• _Required work_
Reproduce the material in full, unchanged.

• _Provided data_
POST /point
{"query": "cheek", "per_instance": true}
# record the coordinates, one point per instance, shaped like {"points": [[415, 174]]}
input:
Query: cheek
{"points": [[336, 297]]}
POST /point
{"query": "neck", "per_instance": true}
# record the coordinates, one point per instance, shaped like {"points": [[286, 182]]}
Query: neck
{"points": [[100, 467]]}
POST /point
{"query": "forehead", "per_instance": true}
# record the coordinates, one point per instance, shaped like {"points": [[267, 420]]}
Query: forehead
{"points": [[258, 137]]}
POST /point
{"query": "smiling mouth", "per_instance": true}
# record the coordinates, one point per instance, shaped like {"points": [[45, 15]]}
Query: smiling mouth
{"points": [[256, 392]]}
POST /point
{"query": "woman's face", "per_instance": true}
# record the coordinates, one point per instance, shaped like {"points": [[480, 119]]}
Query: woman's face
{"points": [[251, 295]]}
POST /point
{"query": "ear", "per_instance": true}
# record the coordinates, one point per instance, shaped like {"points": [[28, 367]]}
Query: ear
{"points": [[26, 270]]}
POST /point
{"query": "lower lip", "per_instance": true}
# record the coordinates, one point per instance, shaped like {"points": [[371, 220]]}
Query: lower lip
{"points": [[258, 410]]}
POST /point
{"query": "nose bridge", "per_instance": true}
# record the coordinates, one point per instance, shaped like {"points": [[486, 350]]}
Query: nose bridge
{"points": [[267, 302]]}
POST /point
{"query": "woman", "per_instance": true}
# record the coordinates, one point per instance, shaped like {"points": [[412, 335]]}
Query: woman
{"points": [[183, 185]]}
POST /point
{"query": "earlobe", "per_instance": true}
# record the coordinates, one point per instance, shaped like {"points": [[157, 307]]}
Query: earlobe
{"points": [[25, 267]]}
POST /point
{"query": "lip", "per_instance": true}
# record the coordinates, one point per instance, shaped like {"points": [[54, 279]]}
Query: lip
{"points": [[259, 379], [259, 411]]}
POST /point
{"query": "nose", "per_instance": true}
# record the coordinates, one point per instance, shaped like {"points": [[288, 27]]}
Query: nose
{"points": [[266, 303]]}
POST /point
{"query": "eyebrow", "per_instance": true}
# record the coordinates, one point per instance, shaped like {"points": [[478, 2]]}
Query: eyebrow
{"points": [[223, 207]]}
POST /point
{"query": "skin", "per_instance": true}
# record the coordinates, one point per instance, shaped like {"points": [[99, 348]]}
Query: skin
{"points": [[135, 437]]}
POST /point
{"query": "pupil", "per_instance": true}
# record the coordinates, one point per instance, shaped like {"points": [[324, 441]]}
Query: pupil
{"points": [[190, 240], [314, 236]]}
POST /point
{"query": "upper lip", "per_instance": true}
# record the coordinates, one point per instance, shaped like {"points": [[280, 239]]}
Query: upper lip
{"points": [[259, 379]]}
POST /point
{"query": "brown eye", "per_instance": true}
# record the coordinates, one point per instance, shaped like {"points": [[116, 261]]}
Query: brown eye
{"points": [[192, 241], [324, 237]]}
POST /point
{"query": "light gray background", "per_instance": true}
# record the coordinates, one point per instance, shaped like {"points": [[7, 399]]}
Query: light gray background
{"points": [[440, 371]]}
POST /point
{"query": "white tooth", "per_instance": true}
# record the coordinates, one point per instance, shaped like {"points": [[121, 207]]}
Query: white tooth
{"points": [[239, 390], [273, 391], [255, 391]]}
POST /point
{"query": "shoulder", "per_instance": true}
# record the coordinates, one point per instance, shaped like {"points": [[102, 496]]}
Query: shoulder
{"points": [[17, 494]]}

• _Correct output_
POST /point
{"query": "cheek", "per_instance": true}
# record the coordinates, one point per instance, shaped like {"points": [[415, 174]]}
input:
Query: cheek
{"points": [[336, 297]]}
POST /point
{"query": "neck", "per_instance": true}
# record the coordinates, one point per instance, shaped like {"points": [[286, 182]]}
Query: neck
{"points": [[100, 467]]}
POST /point
{"query": "forehead", "per_instance": true}
# record the coordinates, one point per instance, shaped like {"points": [[267, 420]]}
Query: forehead
{"points": [[258, 137]]}
POST /point
{"query": "smiling mouth", "per_instance": true}
# record the coordinates, one point per instance, shaped like {"points": [[45, 15]]}
Query: smiling mouth
{"points": [[256, 392]]}
POST /point
{"query": "woman's face", "per_instance": true}
# record the coordinates, one point per instance, shaped like {"points": [[480, 119]]}
Query: woman's face
{"points": [[251, 295]]}
POST /point
{"query": "ear", "per_instance": true}
# record the coordinates, one point per instance, shaped like {"points": [[28, 367]]}
Query: ear
{"points": [[26, 270]]}
POST /point
{"query": "lower lip", "per_instance": true}
# record the coordinates, one point per instance, shaped like {"points": [[371, 220]]}
Query: lower lip
{"points": [[258, 410]]}
POST /point
{"query": "nose bridge", "per_instance": true}
# record the coordinates, one point per instance, shaped like {"points": [[486, 350]]}
Query: nose bridge
{"points": [[267, 302]]}
POST /point
{"query": "woman", "per_instance": true}
# record the coordinates, one point per instance, shaped like {"points": [[412, 335]]}
Query: woman
{"points": [[183, 185]]}
POST /point
{"query": "earlobe", "per_instance": true}
# record the coordinates, one point per instance, shaped like {"points": [[157, 307]]}
Query: earlobe
{"points": [[25, 267]]}
POST /point
{"query": "lip", "per_instance": true}
# record the coordinates, one point per instance, shaped like {"points": [[54, 279]]}
Query: lip
{"points": [[259, 379], [259, 411]]}
POST /point
{"query": "nose", "per_instance": true}
# record the coordinates, one point per instance, shaped like {"points": [[288, 27]]}
Query: nose
{"points": [[266, 303]]}
POST /point
{"query": "eyebrow", "per_instance": true}
# record the coordinates, one point per instance, shaped like {"points": [[478, 2]]}
Query: eyebrow
{"points": [[223, 207]]}
POST /point
{"query": "skin", "per_instance": true}
# record the coordinates, one point per instance, shaped like {"points": [[99, 348]]}
Query: skin
{"points": [[135, 437]]}
POST /point
{"query": "pupil", "per_instance": true}
# record the coordinates, one point per instance, shaped like {"points": [[324, 441]]}
Query: pupil
{"points": [[190, 240], [314, 236]]}
POST /point
{"query": "upper lip", "per_instance": true}
# record the coordinates, one point per instance, shaped like {"points": [[280, 239]]}
Query: upper lip
{"points": [[259, 379]]}
POST /point
{"query": "brown eye", "per_instance": true}
# record the coordinates, one point per instance, shaped like {"points": [[116, 261]]}
Query: brown eye
{"points": [[192, 241], [324, 237]]}
POST /point
{"query": "light gray background", "per_instance": true}
# record the coordinates, one point per instance, shaped like {"points": [[7, 399]]}
Query: light gray background
{"points": [[440, 371]]}
POST /point
{"query": "white tooth", "per_instance": true}
# record the coordinates, one point per instance, shaped like {"points": [[121, 207]]}
Query: white tooth
{"points": [[239, 390], [273, 391], [255, 391]]}
POST /point
{"query": "shoulder", "per_instance": true}
# record the coordinates, one point per instance, shaped like {"points": [[102, 496]]}
Query: shoulder
{"points": [[17, 494]]}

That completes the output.